PROVIDED INFORMATION -
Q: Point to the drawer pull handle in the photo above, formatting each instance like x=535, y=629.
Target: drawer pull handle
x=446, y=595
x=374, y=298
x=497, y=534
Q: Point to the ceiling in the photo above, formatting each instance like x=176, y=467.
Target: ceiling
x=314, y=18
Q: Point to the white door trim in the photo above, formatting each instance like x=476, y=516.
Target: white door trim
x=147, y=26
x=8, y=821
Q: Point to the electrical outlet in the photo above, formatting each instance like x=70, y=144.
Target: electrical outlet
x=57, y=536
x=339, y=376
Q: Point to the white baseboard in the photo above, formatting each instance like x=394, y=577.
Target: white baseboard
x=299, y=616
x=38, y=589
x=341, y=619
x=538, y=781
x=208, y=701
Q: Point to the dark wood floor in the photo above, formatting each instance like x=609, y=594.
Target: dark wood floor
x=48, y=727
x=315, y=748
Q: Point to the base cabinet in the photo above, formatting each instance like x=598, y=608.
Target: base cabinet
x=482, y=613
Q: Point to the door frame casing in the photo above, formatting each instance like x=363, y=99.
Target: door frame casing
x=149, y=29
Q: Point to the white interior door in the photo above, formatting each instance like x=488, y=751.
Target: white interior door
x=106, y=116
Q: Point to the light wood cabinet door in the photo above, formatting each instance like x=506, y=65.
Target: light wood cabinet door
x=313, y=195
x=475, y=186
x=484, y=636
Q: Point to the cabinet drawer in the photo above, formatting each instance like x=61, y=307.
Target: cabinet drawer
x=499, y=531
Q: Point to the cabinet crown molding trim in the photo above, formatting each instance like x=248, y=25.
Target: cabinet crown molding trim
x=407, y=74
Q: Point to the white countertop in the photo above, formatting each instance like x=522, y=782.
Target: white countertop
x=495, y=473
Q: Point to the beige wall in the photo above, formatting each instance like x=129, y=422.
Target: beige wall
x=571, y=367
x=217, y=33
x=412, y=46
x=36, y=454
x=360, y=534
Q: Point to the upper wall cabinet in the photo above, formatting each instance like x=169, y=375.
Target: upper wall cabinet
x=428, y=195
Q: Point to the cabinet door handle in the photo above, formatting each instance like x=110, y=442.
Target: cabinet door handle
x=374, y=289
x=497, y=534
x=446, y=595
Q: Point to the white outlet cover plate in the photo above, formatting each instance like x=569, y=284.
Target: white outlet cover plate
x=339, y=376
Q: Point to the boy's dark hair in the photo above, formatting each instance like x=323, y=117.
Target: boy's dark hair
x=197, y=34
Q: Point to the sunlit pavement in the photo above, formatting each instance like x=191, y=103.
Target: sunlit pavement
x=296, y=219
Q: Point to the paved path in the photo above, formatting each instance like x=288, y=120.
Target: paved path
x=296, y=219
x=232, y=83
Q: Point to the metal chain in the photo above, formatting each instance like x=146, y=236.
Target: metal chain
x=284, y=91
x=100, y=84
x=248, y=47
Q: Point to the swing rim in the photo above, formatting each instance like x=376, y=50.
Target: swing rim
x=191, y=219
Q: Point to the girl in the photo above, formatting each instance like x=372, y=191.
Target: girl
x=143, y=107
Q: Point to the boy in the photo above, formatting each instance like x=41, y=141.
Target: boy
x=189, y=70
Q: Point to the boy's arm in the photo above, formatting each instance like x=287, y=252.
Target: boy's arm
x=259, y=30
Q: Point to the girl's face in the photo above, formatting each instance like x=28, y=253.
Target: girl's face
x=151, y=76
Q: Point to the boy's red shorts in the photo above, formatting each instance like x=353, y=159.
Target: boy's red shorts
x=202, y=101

THE EXERCISE - Exactly as written, give again every line from the one containing "Q: Point to the boy's dark" through the last line of the material above, and no other lines.

SOLUTION TO THIS TASK -
Q: Point to the boy's dark hair in the photo above, formatting each instance like x=323, y=117.
Target: boy's dark hair
x=197, y=34
Q: Point to the sunlit pavement in the photo above, formatting each instance like x=191, y=103.
Target: sunlit pavement
x=296, y=219
Q: Point to the paved path in the photo above, formatting each instance like x=288, y=120.
Target: paved path
x=296, y=219
x=232, y=83
Q: Point to the metal chain in the photo above, formatting each instance like x=146, y=236.
Target: metal chain
x=284, y=91
x=100, y=84
x=248, y=47
Q: Point to the swing rim in the photo above, formatting each instance like x=376, y=50.
Target: swing rim
x=191, y=219
Q: Point to the girl in the photo above, formatting each instance like x=372, y=191.
Target: girl
x=143, y=107
Q: Point to the boy in the photo above, formatting each instance like x=41, y=141.
Target: boy
x=189, y=70
Q: Point to the boy's arm in the photo above, formatting each instance like x=287, y=252.
Target: boy's arm
x=259, y=30
Q: Point to the girl's face in the photo above, formatting each instance like x=28, y=253.
Target: girl's face
x=151, y=76
Q: Point to the boy's red shorts in the photo above, formatting each instance like x=353, y=159.
Target: boy's red shorts
x=202, y=101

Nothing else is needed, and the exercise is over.